• _Document section_:
^^^^
Eta Carinae

Eta Carinae
The Homonculus Nebula housing the Eta Carinae star system in ultraviolet wavelengths, as imaged by Hubble telescope’s Wide Field Camera 3 [Full image] *

Eta Carinae (η Carinae) is a really interesting star. Housed in the eerie, bi-polar Homonculus Nebula, which itself is a part of the larger Carina Nebula, Eta Carinae is a massive star with a mass of 150 - 250 times the mass of the sun, and is extremely luminous, producing the equivalent of 4.7 million suns worth of light. It is classified as a Luminous Blue Variable (LBV) star, typically characterised by erratic and extraordinary variations in their spectra and luminosity. When I first came to know about this star, it was considered a single star and a candidate for one of most massive stars ever discovered, with only proposals that it could be a binary star system, based on a 5.52 year periodic change in its spectra and near-infrared emission1. This was confirmed in 20052, and it is now considered to be at least a binary system with the more massive Eta Carinae A along with a smaller ~90 solar mass Eta Carinae B.

The most striking feature of this star system is the huge bi-polar reflection/emission nebula that the stars are ensconsed in, making direct observations of the stars near impossible. The nebula was created by the gas ejected from Eta Carinae during the Great Eruption event from 1838 - 1856. The dust in the nebula also absorbs much of the light emitted by the star system and re-radiates them in infra-red, resulting in it being the brightest object in the night sky in mid-IR wavelengths.3 The Great Eruption is the name given to the massive outburst of gas and debris starting in 1838 and lasting for 18 years till 1856. During this time, the star system outshone almost every other star in the sky, becoming the second-brightest star after Sirius. It also lost a lot of mass, at the approximate rate of 1 solar mass per year, to a total of 10-20 solar mass, much of which now forming the nebula. Events of these kind are very rare, and are dubbed as supernova imposters. A regular supernova would either destroy its progenitor star or leave a stellar remnant like a white dwarf or for bigger stars, an ultra-dense object like a neutron star or a black hole. A supernova imposter on the other hand releases the same levels of energy, possibly over a longer duration, but leaves its progenitor star intact. Interestingly, a supernova imposter is also alternatively known as an Eta Carinae analogue, after our beloved star.
^^^^
• _Material shown_:
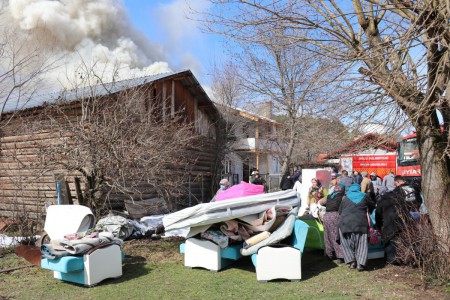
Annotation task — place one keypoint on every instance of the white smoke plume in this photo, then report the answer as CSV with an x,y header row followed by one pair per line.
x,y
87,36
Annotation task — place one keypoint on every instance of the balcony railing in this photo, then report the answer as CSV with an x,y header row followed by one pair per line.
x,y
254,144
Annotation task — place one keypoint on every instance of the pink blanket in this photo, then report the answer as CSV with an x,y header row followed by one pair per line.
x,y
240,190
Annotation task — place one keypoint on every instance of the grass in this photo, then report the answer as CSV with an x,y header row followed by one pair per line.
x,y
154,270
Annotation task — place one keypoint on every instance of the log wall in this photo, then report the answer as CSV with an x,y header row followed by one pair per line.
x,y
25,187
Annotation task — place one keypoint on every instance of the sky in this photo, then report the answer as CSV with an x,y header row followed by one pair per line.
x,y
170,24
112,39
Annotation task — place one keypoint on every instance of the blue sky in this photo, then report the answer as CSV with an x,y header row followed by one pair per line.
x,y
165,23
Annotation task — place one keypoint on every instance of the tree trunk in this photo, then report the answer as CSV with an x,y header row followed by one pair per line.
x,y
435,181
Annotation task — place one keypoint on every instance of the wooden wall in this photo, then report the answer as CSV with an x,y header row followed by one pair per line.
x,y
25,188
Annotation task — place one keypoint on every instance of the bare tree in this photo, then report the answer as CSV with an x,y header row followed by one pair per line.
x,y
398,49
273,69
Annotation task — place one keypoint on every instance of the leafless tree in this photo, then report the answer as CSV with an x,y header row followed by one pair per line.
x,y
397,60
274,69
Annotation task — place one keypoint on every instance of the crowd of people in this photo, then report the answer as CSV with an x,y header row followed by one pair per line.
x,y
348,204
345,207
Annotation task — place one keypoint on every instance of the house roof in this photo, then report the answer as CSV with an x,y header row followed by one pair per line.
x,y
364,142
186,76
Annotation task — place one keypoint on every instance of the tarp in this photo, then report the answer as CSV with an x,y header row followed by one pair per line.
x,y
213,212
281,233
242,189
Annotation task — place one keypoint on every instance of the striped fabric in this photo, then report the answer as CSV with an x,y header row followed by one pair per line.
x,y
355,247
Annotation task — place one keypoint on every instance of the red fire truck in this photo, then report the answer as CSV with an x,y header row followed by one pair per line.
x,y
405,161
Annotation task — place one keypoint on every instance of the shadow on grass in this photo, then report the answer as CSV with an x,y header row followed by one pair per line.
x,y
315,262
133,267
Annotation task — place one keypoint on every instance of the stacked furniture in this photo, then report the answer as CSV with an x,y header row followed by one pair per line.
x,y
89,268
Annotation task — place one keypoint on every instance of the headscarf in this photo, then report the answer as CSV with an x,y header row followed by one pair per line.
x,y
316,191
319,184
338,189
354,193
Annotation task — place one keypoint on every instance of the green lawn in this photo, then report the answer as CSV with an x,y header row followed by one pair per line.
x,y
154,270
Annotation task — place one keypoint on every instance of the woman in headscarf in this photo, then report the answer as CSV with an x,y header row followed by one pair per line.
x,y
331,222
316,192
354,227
^^^^
Please carry the Eta Carinae piece forward from the point where it stops. The records are separate material and have no connection to the Eta Carinae text.

• _Task result_:
This star system is also a treasure trove of eccentricities. It is the only astronomical object known to produce ultraviolet lasers.4 The bi-lobed structure of the Humonculus Nebula is novel, and in the middle is an equatorial skirt containing comparitively less dust and shining mainly by reflected light. The lobes have complex and irregular structures that have been mapped in great detail, so much so that you can 3D print it and have your own little Homonculus Nebula. On top of that, the bipolar nebula is angled so that the NW lobe is further away from our vantage point on earth than the SE lobe is. Since the whole nebula is expanding, the SE lobe is blue-shifted and the NW lobe is red-shifted, relative to the central source. The star system has also had a Lesser Eruption event in 1890, which would have produced luminosities even higher than the original eruption, but it was obscured due to the gas and dust produced in the previous eruption. In spite of that, it shined almost as brightly, though the amount of ejecta this time was relatively minuscule, at 0.1 solar masses.

Enormous stars like Eta Carinae are really rare and extremely short-lived on astronomical time-scales. They live short and furious lives, and go out in a blaze of glory. Hence, it is completely possible that we will get to see it implode in a supernova in our lifetime. What a sight that will be.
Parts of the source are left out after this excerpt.